** begin **
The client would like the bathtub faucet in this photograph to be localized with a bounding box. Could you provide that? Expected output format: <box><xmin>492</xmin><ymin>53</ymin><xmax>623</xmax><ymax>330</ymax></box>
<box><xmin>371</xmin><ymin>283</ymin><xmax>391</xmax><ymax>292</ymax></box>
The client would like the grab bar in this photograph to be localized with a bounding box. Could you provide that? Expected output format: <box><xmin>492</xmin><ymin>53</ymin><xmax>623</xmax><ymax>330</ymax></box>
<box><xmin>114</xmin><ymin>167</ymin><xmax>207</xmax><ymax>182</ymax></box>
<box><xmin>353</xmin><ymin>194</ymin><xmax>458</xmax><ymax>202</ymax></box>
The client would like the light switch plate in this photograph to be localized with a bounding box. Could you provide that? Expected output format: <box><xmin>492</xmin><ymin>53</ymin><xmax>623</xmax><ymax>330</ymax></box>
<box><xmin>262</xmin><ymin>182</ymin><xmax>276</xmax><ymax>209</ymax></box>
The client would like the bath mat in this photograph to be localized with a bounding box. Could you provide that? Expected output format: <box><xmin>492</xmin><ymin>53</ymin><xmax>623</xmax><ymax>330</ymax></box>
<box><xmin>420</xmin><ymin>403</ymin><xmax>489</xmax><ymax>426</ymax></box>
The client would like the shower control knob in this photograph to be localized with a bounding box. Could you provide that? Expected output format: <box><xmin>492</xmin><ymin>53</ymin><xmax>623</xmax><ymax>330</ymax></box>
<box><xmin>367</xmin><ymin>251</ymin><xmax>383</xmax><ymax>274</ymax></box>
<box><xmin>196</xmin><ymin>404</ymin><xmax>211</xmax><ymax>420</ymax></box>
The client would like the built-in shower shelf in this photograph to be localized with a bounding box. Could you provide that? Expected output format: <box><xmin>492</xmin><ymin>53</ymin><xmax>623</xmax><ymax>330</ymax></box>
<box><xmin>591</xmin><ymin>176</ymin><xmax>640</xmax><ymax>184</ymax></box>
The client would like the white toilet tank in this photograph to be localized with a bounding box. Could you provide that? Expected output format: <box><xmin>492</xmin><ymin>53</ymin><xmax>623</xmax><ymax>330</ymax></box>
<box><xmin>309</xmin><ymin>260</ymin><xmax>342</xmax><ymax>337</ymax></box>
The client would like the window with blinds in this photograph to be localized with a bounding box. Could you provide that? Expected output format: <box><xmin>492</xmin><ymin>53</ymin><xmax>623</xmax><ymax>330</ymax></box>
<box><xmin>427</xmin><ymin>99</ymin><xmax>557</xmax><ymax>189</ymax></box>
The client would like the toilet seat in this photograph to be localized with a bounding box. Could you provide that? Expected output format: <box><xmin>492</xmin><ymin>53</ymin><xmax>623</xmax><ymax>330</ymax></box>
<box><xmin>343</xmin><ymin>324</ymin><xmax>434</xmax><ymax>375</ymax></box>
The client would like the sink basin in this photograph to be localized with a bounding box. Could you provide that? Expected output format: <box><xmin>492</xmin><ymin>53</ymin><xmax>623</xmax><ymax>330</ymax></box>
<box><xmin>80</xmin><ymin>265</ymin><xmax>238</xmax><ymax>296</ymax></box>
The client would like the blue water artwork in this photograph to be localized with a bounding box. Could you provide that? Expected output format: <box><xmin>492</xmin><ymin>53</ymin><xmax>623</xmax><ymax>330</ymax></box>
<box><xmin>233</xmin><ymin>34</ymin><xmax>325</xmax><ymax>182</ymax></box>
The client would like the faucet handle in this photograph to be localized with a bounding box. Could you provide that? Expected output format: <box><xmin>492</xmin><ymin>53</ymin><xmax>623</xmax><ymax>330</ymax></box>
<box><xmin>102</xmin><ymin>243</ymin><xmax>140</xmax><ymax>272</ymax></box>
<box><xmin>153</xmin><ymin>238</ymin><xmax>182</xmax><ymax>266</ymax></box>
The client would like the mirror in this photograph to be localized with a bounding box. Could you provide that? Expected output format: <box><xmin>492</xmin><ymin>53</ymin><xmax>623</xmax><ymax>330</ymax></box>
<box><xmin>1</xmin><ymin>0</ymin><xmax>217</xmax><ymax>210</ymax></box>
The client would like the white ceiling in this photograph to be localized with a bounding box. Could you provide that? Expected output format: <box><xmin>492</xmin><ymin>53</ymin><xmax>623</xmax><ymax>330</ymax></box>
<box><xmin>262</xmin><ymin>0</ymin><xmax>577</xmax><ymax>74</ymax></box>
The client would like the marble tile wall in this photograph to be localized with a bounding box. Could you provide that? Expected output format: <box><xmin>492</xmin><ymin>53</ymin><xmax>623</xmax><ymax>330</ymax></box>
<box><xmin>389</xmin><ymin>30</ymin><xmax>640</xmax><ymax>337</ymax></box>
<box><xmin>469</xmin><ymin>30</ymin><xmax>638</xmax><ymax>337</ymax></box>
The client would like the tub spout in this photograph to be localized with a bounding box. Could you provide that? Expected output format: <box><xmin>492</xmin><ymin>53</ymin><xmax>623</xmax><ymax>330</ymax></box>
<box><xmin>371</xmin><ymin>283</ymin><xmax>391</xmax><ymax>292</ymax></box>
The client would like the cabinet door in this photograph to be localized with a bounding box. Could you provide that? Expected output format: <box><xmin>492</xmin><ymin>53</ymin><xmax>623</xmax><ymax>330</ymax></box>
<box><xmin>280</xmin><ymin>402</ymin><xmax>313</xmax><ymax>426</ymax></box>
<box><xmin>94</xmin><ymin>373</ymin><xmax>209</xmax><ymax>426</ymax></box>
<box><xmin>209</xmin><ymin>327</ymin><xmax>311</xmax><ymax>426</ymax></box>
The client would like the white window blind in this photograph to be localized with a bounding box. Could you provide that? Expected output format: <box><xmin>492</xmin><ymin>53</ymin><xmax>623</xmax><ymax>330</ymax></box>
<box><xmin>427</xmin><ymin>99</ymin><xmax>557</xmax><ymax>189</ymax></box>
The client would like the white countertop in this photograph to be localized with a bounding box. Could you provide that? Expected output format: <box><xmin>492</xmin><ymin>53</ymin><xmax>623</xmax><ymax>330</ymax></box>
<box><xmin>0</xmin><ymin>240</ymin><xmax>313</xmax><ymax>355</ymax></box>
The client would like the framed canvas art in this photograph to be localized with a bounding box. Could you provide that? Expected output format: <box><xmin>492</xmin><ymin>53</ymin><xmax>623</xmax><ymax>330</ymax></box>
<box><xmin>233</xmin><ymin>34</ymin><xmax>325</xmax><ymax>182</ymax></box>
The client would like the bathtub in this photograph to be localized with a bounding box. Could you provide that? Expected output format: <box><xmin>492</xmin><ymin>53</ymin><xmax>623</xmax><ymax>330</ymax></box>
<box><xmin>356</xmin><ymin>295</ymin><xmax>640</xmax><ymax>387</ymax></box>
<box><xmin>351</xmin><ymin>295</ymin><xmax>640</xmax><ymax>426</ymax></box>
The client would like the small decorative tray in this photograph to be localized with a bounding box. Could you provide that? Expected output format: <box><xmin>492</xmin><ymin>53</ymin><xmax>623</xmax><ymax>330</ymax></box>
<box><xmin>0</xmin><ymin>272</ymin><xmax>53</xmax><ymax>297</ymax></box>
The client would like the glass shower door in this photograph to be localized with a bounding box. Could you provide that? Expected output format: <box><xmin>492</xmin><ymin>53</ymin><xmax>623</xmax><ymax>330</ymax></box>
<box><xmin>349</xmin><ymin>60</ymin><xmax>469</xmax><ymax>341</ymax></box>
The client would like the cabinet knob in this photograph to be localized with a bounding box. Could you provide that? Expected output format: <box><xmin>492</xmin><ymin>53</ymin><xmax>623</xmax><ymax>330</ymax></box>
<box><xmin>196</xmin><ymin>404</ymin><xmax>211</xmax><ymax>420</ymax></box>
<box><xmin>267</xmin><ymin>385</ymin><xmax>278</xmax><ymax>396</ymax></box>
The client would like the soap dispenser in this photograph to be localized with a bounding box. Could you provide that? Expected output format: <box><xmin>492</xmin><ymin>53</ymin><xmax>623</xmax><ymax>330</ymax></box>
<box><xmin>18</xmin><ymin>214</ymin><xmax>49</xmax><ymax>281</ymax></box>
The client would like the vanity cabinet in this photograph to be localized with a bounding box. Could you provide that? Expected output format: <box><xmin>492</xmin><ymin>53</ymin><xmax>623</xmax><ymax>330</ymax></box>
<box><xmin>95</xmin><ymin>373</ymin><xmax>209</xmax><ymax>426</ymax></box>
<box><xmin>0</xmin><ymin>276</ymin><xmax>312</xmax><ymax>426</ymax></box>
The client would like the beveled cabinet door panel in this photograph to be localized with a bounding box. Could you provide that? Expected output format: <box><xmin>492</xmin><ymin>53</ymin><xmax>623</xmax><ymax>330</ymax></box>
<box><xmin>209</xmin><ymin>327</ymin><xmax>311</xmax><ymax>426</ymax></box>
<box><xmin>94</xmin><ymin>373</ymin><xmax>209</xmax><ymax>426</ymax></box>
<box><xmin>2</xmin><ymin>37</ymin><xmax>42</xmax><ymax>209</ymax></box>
** end **
— Set exercise —
Please rewrite the listing, beginning at the line that contains "The client would like the soap" and ending with its last line, and keep the request lines unchanged. In each answer line, multiply every bounding-box coordinate by 1.2 and round it to a whole number, rounding halves up.

— Full answer —
The client would like the soap dispenser in this photograph to be localized with a bounding box. Could you provide that? Expected output format: <box><xmin>492</xmin><ymin>53</ymin><xmax>623</xmax><ymax>330</ymax></box>
<box><xmin>22</xmin><ymin>257</ymin><xmax>59</xmax><ymax>337</ymax></box>
The client would like the vanity cabinet in this photograph to be localized with a bounding box. Could you provide that? Expected output format: <box><xmin>492</xmin><ymin>53</ymin><xmax>623</xmax><ymax>330</ymax></box>
<box><xmin>114</xmin><ymin>448</ymin><xmax>251</xmax><ymax>511</ymax></box>
<box><xmin>0</xmin><ymin>331</ymin><xmax>374</xmax><ymax>511</ymax></box>
The client would like the beveled cabinet door panel in this photograph to be localized with a bounding box. Could you provide that? Expected output format: <box><xmin>492</xmin><ymin>53</ymin><xmax>623</xmax><ymax>330</ymax></box>
<box><xmin>251</xmin><ymin>392</ymin><xmax>373</xmax><ymax>511</ymax></box>
<box><xmin>113</xmin><ymin>448</ymin><xmax>251</xmax><ymax>511</ymax></box>
<box><xmin>2</xmin><ymin>44</ymin><xmax>50</xmax><ymax>251</ymax></box>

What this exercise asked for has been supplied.